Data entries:
________________

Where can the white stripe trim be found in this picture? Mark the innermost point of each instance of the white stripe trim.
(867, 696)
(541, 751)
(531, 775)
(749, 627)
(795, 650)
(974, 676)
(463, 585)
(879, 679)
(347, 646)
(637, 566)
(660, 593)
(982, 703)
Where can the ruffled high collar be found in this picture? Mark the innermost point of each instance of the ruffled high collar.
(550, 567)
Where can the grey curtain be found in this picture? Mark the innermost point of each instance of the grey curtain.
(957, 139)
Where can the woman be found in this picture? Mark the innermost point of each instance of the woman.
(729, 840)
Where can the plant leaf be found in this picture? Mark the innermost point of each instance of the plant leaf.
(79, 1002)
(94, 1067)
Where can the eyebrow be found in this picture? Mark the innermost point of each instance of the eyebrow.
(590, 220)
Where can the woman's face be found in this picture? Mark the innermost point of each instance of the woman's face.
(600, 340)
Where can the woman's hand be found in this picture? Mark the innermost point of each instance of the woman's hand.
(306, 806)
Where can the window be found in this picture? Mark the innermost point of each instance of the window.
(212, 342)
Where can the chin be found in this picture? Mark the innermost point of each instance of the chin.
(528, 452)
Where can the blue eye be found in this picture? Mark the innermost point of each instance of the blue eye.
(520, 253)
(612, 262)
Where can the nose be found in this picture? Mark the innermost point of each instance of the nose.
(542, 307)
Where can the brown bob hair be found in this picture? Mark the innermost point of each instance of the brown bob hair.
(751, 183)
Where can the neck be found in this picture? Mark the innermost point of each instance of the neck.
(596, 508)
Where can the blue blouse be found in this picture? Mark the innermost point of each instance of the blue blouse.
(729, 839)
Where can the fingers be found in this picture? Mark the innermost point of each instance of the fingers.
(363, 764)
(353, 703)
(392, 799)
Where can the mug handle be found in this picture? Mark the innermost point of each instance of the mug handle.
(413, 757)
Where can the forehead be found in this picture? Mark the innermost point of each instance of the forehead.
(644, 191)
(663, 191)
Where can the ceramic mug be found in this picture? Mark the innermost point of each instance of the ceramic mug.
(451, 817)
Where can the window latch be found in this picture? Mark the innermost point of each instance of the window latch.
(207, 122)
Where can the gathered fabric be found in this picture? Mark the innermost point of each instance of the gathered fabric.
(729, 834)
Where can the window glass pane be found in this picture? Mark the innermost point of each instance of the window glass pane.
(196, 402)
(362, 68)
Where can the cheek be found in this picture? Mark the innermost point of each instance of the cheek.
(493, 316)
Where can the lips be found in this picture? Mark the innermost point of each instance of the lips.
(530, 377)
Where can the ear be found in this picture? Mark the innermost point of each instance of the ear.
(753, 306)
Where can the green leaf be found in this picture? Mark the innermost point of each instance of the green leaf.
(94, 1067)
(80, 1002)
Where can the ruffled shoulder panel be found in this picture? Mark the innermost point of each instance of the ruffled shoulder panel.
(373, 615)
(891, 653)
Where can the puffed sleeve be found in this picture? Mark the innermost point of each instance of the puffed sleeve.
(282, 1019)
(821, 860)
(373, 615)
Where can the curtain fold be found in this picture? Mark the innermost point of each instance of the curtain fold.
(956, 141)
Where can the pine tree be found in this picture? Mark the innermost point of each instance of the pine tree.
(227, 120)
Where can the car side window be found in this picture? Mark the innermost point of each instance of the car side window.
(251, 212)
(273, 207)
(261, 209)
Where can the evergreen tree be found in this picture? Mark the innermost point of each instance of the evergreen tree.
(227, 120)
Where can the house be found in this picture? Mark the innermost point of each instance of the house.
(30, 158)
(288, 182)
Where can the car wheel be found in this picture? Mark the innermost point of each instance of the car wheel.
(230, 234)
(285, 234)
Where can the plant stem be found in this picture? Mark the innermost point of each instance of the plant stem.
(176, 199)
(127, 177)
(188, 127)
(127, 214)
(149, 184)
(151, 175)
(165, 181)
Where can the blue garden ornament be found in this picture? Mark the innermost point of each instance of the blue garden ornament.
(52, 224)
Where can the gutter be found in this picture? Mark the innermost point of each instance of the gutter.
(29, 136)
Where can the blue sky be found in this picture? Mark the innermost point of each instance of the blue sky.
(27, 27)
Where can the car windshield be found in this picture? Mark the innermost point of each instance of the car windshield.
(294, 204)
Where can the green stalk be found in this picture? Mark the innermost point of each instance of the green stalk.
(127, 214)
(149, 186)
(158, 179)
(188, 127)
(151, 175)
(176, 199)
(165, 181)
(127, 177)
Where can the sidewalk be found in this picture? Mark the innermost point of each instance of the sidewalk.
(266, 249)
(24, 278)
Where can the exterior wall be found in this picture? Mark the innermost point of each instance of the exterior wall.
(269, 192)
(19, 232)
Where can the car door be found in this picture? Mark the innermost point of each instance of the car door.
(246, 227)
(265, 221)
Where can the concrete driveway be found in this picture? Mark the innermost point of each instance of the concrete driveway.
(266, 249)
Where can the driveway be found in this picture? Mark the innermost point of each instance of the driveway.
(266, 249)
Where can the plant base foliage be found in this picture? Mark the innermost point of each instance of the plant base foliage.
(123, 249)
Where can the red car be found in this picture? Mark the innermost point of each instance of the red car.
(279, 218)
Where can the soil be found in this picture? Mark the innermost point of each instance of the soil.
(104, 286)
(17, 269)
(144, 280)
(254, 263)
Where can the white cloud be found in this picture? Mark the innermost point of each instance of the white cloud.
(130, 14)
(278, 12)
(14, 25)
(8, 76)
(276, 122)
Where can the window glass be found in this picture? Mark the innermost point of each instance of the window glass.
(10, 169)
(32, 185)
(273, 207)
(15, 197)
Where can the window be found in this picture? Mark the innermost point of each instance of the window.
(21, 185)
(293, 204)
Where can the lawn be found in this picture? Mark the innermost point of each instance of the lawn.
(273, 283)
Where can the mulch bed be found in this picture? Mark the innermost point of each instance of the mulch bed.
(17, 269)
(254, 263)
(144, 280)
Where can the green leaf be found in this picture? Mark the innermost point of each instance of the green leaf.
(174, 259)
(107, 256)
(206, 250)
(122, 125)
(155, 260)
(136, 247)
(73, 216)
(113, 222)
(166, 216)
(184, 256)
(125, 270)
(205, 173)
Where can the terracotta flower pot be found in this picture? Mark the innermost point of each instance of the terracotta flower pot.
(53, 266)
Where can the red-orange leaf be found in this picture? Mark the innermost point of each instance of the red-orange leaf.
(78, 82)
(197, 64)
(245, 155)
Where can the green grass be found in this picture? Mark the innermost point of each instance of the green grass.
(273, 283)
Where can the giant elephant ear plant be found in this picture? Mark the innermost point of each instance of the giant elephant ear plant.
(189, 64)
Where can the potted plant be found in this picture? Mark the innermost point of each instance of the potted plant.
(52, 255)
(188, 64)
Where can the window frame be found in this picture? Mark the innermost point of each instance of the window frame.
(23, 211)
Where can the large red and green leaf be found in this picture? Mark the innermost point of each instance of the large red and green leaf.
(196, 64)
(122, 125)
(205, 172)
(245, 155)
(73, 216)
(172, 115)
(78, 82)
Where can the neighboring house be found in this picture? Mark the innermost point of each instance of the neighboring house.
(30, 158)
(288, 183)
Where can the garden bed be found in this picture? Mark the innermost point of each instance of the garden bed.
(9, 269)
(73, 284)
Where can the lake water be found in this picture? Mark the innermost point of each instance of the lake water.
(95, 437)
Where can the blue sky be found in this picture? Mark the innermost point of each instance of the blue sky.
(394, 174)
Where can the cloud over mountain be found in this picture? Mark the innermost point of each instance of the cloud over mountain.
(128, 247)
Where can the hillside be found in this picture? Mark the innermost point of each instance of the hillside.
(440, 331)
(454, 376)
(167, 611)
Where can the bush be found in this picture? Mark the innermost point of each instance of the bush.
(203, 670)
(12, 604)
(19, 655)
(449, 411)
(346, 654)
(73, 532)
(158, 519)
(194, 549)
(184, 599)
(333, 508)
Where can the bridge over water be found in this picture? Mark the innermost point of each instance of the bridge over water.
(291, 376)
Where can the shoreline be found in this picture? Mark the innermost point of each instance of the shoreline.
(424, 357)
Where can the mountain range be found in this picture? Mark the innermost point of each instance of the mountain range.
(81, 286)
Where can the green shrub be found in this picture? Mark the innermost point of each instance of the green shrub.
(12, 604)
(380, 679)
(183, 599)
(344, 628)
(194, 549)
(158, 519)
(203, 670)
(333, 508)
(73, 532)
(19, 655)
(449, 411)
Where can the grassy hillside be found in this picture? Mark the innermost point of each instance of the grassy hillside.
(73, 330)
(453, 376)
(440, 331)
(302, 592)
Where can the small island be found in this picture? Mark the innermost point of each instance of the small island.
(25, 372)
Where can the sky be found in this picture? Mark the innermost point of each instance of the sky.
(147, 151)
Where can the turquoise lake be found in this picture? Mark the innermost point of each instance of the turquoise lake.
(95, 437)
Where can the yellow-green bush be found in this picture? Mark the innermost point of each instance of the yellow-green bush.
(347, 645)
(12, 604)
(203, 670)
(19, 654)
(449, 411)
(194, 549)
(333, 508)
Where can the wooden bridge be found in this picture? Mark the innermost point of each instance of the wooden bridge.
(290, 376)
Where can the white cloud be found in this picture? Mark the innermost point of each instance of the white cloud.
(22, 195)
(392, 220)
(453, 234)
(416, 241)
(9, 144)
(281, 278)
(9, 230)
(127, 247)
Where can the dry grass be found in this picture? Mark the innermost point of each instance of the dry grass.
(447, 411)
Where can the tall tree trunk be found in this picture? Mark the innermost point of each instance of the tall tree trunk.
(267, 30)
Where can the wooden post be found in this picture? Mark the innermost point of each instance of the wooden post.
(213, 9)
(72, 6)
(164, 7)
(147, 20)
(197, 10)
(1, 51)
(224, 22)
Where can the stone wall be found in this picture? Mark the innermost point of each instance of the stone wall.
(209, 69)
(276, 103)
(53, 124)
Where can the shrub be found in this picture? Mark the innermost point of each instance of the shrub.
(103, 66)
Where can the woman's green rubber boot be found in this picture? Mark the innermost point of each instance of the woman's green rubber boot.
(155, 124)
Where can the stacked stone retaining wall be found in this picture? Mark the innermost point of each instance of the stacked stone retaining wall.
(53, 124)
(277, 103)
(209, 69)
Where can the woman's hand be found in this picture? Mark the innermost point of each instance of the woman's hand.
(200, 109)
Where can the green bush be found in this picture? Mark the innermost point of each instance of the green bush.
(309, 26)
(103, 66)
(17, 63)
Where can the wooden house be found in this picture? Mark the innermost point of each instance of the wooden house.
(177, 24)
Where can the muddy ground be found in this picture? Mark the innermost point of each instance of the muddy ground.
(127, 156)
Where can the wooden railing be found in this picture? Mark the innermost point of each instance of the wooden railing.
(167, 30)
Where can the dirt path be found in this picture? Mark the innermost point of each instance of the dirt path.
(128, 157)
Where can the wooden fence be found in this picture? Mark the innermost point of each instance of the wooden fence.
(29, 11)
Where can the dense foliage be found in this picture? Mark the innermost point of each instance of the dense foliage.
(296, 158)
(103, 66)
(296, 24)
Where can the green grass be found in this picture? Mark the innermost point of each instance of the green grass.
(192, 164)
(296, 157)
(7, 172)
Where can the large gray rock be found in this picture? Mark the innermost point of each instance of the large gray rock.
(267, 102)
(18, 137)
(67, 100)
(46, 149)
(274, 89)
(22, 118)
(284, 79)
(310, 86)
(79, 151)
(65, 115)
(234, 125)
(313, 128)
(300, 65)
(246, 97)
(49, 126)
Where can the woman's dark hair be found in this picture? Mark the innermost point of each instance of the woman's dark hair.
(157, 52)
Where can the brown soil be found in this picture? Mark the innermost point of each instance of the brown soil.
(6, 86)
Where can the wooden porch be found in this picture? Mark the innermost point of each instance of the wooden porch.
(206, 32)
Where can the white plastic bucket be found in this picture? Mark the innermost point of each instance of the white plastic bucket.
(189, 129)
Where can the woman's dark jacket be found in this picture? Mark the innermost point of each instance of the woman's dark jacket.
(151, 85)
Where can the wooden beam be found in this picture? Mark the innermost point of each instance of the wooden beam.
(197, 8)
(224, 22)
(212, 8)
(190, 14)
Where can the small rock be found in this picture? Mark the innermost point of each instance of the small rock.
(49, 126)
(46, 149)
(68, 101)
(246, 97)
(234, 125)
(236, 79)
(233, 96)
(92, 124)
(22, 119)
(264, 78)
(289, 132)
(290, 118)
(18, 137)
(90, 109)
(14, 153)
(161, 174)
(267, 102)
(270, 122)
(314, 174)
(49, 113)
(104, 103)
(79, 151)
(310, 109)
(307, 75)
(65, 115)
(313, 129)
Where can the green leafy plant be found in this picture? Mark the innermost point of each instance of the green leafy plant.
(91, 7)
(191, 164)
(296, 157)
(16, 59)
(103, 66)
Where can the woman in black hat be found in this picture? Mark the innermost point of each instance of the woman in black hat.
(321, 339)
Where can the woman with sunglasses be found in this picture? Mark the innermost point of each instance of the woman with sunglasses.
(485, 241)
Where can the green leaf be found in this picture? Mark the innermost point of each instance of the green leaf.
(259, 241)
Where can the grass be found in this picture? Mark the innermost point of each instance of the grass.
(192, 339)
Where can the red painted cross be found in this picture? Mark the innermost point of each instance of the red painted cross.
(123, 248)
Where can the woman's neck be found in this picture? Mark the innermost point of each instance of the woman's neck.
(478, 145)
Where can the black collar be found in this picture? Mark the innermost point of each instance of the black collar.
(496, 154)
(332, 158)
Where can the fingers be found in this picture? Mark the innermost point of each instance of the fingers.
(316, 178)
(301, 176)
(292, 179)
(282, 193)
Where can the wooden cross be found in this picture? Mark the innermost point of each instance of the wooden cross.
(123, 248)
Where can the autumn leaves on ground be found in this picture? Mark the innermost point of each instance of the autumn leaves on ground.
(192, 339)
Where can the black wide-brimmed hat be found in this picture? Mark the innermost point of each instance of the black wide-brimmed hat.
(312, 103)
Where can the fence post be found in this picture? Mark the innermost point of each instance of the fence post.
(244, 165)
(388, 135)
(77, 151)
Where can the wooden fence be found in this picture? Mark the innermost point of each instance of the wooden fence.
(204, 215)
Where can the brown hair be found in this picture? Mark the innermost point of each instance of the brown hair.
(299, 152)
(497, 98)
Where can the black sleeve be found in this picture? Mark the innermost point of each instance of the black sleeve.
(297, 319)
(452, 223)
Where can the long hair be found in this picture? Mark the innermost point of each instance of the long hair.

________________

• Aim of the task:
Repeat, without changes, every line from the one that contains "Where can the fence" through the final line of the data.

• Exercise answer:
Where can the fence post be found in this picture? Mark the innermost point of each instance of the fence post.
(244, 165)
(388, 135)
(77, 151)
Where can the wooden fence be found in this picture? Mark the innermost point of each instance of the wooden fence.
(204, 215)
Where can the brown hair be found in this picture? Mark the innermost point of each instance of the brown hair.
(299, 152)
(497, 98)
Where can the black sleeve be found in this picture? Mark the innermost point of each instance of the black sleeve.
(297, 319)
(452, 223)
Where can the long hair be found in this picture? Mark the innermost point of each instance of the long hair.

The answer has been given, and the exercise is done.